** Selected passage **
*** Begin section ***

By Rick Assad
Life is precious and shouldn’t be taken for granted. Sometimes it’s when your very existence hangs in the balance that we actually realize this.
In the case of Bruce Breeden, the Burbank High basketball coach, sports administrator and teacher, he found out just how wonderful being alive is.
In 2016, Breeden, according to doctors, accidentally came in contact with a dead bird while camping and contracted the West Nile Virus.
This is no laughing matter and can have dire consequences. To put it plainly, Breeden was in the fight of his life.
West Nile is transmitted by mosquitoes to humans and animals and can be mild or extremely serious.
The symptoms include stiff neck, fever, headaches, rash, disorientation, swollen lymph nodes, vision problems, seizures, malaise and paralysis.
“The West Nile Virus was very hard on my family and for me,” said Breeden, who graduated from Hoover High in Glendale in 1973 and was a member of the varsity hoops team that reached the CIF Southern Section semifinals, losing to Pasadena. “It was 10 days of not remembering anything and then five months of rehabilitation and being hospitalized for one month.”
In time, Breeden, a Social Science teacher within the Special Education Department, rallied and couldn’t be more thankful.
This past month, he became the girls’ varsity basketball coach after taking some time off from the post the last two years.
“I missed coaching and I want to mentor a young coach and I enjoy all the other parts of being a coach,” he said of why he’s back in the fold and on the bench.
Breeden has been on the Bulldogs campus for 16 years and has been co-athletic director along with his other duties.

*** End section ***

Collected data
*** Begin section ***

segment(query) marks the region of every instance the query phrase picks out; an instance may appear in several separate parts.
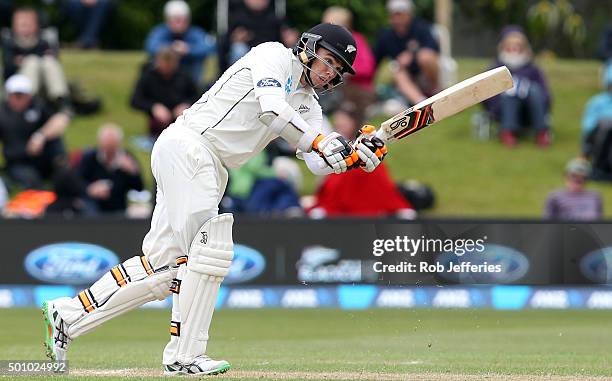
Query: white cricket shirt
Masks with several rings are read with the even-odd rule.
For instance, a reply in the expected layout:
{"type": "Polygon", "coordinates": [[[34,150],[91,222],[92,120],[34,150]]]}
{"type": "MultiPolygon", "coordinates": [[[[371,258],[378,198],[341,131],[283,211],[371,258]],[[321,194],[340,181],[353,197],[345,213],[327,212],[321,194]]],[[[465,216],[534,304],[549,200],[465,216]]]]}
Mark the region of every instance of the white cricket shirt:
{"type": "Polygon", "coordinates": [[[234,63],[178,118],[197,132],[226,167],[236,168],[278,137],[257,119],[257,98],[277,94],[320,132],[323,120],[316,93],[300,85],[303,67],[278,42],[260,44],[234,63]]]}

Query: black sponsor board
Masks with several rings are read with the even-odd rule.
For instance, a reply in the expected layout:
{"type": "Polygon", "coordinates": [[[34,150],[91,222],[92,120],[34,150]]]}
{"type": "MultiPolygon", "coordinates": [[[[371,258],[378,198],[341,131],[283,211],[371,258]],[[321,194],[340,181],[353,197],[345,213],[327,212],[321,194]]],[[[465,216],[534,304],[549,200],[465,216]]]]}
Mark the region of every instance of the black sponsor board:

*** End section ***

** Complete the following **
1. Update the article about Bruce Breeden, giving everything from "In time, Breeden, a" down to "last two years." again with "Social Science" changed to "History".
2. Does the article about Bruce Breeden agree with each statement below? (a) Breeden contracted the West Nile Virus in 2016 after touching a dead bird while camping. (b) Breeden was hospitalized for five months. (c) Breeden's Hoover High varsity team won the CIF Southern Section title.

** Solutions in order **
1.
In time, Breeden, a History teacher within the Special Education Department, rallied and couldn’t be more thankful.
This past month, he became the girls’ varsity basketball coach after taking some time off from the post the last two years.

2.
(a) Yes: "In 2016, Breeden, according to doctors, accidentally came in contact with a dead bird while camping and contracted the West Nile Virus."
(b) No: "five months of rehabilitation and being hospitalized for one month."
(c) No: "reached the CIF Southern Section semifinals, losing to Pasadena."